OBJECTIVE — Count the lines in the entries below that contain the string "green", treating uppercase and lowercase as different, and reply with the number alone.

INPUT DATA —
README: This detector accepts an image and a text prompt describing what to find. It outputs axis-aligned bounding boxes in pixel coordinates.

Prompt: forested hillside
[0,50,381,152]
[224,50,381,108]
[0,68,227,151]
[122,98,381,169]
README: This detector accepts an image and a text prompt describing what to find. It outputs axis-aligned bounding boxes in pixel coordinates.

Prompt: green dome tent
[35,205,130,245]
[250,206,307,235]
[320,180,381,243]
--
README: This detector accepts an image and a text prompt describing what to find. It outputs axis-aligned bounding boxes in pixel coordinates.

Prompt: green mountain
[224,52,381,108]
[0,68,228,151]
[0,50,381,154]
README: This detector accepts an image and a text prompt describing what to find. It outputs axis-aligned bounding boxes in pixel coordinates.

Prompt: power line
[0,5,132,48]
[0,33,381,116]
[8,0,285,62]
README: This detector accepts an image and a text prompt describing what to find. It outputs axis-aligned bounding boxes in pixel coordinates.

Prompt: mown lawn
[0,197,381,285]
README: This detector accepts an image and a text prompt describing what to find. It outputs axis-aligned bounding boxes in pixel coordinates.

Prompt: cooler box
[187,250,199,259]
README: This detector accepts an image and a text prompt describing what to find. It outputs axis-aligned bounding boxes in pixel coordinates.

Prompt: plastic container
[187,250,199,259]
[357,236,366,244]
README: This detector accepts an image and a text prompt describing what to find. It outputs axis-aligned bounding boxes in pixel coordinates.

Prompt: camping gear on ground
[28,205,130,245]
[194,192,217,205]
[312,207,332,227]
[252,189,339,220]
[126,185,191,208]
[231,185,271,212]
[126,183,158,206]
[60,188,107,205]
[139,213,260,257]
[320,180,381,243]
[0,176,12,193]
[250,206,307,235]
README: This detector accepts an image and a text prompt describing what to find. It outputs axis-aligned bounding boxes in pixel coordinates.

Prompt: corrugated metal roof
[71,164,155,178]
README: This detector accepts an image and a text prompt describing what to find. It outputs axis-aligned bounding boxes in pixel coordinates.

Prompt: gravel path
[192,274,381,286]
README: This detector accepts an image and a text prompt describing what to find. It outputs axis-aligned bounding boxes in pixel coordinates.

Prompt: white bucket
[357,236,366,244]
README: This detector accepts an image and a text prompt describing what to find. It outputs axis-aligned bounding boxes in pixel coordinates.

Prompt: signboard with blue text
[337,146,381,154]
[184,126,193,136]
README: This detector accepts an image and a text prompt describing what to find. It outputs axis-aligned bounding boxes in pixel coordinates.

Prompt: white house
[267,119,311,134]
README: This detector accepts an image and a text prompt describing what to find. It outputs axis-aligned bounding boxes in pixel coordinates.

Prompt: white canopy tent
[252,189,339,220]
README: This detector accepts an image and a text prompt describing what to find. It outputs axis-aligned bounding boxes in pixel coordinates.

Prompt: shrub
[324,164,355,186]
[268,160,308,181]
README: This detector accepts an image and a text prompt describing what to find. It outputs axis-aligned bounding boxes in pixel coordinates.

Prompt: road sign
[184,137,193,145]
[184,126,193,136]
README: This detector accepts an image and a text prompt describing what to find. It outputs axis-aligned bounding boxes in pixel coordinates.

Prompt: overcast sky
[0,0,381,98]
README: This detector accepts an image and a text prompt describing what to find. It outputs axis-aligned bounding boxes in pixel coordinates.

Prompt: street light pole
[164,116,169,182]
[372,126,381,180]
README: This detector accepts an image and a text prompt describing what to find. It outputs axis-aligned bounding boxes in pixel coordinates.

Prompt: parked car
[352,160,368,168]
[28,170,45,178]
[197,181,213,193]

OUTPUT FOR THIS EXERCISE — 2